*** Opening Dataset entries ***

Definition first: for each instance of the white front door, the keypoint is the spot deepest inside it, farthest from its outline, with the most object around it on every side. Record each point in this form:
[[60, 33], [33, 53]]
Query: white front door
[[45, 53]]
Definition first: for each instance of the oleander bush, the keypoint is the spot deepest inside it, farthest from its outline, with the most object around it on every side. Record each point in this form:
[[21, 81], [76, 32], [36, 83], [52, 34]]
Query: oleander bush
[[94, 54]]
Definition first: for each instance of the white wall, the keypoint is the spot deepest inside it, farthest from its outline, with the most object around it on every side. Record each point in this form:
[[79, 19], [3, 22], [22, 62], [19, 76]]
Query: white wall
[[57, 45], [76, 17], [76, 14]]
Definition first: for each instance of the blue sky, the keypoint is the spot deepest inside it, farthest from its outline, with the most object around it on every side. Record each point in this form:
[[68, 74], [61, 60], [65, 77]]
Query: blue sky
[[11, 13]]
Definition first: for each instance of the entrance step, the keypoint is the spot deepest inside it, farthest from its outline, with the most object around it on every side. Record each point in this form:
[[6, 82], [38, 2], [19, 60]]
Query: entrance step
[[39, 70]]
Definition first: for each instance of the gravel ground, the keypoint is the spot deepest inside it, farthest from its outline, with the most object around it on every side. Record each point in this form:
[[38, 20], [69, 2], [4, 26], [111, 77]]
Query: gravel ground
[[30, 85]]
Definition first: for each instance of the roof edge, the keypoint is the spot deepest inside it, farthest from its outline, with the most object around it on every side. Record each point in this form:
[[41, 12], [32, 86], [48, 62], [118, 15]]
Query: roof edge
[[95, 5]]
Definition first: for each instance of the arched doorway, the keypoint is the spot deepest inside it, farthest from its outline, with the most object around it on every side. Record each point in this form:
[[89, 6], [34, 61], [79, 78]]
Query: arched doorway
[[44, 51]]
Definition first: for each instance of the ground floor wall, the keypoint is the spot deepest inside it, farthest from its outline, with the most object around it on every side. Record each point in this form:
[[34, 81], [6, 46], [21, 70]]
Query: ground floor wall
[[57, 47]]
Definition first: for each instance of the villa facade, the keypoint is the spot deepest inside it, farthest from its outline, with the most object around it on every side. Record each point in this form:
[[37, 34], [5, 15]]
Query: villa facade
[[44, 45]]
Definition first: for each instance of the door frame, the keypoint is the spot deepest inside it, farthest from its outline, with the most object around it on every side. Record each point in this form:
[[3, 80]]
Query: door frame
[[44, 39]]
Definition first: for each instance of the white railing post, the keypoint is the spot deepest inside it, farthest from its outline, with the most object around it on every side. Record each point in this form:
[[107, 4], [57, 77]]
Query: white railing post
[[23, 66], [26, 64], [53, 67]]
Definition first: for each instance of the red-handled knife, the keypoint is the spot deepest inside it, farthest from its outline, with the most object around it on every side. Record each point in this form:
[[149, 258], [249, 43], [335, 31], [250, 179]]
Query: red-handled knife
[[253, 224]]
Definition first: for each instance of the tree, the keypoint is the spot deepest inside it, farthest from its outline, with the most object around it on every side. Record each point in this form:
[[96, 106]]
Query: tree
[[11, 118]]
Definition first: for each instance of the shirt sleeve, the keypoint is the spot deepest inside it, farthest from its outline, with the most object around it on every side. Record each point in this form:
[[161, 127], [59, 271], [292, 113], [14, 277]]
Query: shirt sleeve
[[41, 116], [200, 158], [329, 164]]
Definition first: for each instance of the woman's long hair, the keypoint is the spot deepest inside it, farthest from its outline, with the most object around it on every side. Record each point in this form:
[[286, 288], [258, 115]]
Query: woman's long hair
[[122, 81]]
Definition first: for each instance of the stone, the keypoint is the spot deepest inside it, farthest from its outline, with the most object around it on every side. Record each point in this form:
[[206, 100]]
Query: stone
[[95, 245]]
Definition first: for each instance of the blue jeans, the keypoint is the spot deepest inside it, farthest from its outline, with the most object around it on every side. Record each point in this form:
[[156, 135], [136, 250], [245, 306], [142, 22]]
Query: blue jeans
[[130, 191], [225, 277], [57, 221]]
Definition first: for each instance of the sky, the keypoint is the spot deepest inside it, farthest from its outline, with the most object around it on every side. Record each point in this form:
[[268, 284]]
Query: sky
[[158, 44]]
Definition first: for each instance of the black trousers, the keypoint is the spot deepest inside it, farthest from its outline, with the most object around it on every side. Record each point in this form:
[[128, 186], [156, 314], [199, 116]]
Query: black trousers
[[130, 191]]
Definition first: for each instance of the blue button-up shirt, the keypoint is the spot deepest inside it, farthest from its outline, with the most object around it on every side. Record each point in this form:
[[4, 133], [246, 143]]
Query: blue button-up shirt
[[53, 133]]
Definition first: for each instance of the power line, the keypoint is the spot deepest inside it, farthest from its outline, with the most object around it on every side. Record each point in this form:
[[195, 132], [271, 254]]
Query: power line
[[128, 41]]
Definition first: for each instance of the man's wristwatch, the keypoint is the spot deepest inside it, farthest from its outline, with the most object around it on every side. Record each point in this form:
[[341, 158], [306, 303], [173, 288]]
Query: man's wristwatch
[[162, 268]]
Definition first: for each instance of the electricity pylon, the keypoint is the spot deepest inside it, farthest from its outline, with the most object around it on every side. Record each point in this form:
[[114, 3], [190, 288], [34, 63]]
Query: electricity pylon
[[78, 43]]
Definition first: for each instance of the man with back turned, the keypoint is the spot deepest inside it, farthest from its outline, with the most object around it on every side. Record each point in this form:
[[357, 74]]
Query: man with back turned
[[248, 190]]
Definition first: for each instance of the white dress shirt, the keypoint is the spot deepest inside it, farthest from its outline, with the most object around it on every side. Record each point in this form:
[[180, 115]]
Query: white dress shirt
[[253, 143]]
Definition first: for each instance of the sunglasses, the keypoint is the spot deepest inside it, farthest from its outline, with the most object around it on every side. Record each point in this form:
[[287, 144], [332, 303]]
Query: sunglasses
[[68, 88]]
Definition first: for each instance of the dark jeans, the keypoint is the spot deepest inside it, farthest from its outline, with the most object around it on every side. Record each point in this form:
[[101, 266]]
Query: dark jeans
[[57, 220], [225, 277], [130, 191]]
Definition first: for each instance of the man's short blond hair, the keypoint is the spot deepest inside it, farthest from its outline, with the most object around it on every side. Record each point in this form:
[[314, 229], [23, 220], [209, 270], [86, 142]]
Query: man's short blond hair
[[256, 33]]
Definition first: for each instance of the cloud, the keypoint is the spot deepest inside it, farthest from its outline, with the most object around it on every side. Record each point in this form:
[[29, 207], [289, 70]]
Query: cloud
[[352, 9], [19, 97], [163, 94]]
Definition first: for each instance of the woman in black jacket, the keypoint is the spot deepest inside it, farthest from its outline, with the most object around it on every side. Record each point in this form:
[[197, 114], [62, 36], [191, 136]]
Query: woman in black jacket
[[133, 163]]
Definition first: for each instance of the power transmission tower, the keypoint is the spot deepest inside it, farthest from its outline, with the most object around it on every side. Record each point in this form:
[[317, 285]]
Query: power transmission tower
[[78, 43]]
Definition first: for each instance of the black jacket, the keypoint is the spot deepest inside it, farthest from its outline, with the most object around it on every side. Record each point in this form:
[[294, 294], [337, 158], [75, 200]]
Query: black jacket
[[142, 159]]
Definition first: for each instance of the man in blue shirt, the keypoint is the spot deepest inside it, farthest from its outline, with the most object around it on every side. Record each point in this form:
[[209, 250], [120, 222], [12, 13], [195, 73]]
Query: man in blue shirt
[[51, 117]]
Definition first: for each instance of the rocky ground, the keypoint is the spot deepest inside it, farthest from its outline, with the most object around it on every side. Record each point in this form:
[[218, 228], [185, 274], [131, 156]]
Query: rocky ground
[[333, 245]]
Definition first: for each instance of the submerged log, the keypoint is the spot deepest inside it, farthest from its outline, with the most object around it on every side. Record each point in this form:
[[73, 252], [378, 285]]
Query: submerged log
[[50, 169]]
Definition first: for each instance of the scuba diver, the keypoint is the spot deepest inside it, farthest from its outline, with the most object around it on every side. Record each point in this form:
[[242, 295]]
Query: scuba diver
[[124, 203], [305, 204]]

*** Closing Dataset entries ***

- [Assigned task]: Using the entries above, extract exactly the span from the line with "[[60, 33], [33, 53]]" to the line with "Definition first: for each instance of the entrance", both lines included; leave out everything else.

- [Expected answer]:
[[60, 33], [33, 53]]
Query: white front door
[[45, 53]]
Definition first: for each instance of the oleander bush, the keypoint is the spot deepest inside it, farthest from its outline, with the most object around it on every side. Record each point in this form:
[[21, 81], [76, 32], [36, 83], [52, 34]]
Query: oleander bush
[[94, 54]]
Definition first: for each instance of the white wall, the keypoint is the spot deepest inside it, farthest from its outline, with the most object around it on every side. Record each point in this form:
[[79, 19], [3, 22], [22, 62], [19, 76]]
Query: white wall
[[57, 45], [76, 17], [76, 14]]
Definition first: for each instance of the blue sky, the keypoint is the spot deepest inside it, farthest from its outline, with the most object around it on every side. Record each point in this form:
[[68, 74], [61, 60], [65, 77]]
Query: blue sky
[[11, 13]]
Definition first: for each instance of the entrance step, the keypoint is the spot deepest inside it, farthest from its outline, with the most object around it on every side. Record each point in this form:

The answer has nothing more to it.